• _RECORDS FOR THE EXERCISE_:
╭──

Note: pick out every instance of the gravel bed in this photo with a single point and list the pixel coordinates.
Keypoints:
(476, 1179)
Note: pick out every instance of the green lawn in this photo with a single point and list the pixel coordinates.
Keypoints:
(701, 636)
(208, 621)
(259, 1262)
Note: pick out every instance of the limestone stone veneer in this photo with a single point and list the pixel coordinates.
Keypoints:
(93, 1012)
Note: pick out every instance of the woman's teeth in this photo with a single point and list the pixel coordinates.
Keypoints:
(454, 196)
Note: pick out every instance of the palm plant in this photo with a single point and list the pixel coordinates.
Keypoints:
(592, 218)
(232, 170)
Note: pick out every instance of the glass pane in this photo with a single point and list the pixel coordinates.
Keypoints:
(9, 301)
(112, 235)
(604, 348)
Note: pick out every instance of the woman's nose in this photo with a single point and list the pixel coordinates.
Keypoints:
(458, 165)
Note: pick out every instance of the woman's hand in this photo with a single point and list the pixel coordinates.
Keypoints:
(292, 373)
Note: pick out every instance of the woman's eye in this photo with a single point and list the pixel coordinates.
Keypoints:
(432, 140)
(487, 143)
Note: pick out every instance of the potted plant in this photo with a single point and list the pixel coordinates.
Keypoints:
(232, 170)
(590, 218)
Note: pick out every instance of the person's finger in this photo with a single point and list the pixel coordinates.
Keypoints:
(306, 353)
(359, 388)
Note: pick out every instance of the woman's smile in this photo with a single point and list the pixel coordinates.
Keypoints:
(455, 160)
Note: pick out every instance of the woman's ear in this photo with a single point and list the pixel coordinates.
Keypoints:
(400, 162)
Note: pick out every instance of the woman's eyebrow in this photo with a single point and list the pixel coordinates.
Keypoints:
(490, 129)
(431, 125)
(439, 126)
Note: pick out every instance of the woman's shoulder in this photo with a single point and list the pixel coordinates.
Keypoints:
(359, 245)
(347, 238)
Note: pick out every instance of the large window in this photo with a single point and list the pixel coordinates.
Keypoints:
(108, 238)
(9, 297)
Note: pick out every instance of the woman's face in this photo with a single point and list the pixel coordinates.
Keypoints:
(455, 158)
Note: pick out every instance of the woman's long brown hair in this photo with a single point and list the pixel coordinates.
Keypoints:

╰──

Rewrite all of the records above, substituting "x-y coordinates" for every occurrence of "pixel coordinates" and leaving everything else unchanged.

• _COMPLETED TASK_:
Note: pick out every instance of the gravel bed in this photo with a single point and list the x-y coordinates.
Keypoints:
(476, 1179)
Note: pick out every instance of the green lawn in this photo with a single point and list the x-y coordinates.
Keypoints:
(701, 636)
(208, 621)
(259, 1262)
Note: pick out every instance of the limestone stone veneer in this photo with a single point and list the x-y coordinates.
Keypoints:
(93, 1012)
Note: pick out every instance of the woman's teeth in this photo with a single point and list the x-y coordinates.
Keypoints:
(454, 196)
Note: pick out every instance of the palm plant in this photo with a single point and list the x-y coordinates.
Keypoints:
(592, 218)
(232, 170)
Note: pick out every instance of the glass pane in this photo with a single point and list the x-y coordinates.
Keypoints:
(9, 301)
(112, 235)
(604, 348)
Note: pick out every instance of the woman's nose in this photo with a single point and list the x-y coordinates.
Keypoints:
(458, 165)
Note: pick out every instance of the woman's hand in this photo with a single point and list the x-y coordinates.
Keypoints:
(292, 373)
Note: pick out every instance of the woman's eye in this photo with a single point and list the x-y coordinates.
Keypoints:
(432, 140)
(487, 143)
Note: pick out every instance of the potted plant in this photo with a single point and list the x-y coordinates.
Keypoints:
(232, 170)
(590, 218)
Note: pick out every instance of the person's finger in this photo with a single point and list the x-y coordinates.
Keypoints:
(306, 353)
(359, 388)
Note: pick out every instance of the woman's smile in this photo with a single point and list the x-y coordinates.
Keypoints:
(455, 160)
Note: pick out every instance of the woman's ear in this photo with a single point and list the x-y coordinates.
Keypoints:
(400, 162)
Note: pick out every instance of the woman's eyebrow in this photo with a single point and list the x-y coordinates.
Keypoints:
(490, 129)
(431, 125)
(439, 126)
Note: pick out every instance of the woman's shoulder in this photo with a single point and list the x-y coordinates.
Keypoints:
(359, 245)
(347, 238)
Note: pick out every instance of the large window in this photo with a single point and list the x-y coordinates.
Keypoints:
(108, 238)
(9, 297)
Note: pick out every instance of the woman's face in this photo with a single point and list the x-y coordinates.
Keypoints:
(455, 158)
Note: pick out every instance of the woman's long brown hair in this photo with a single point and list the x-y coordinates.
Keypoints:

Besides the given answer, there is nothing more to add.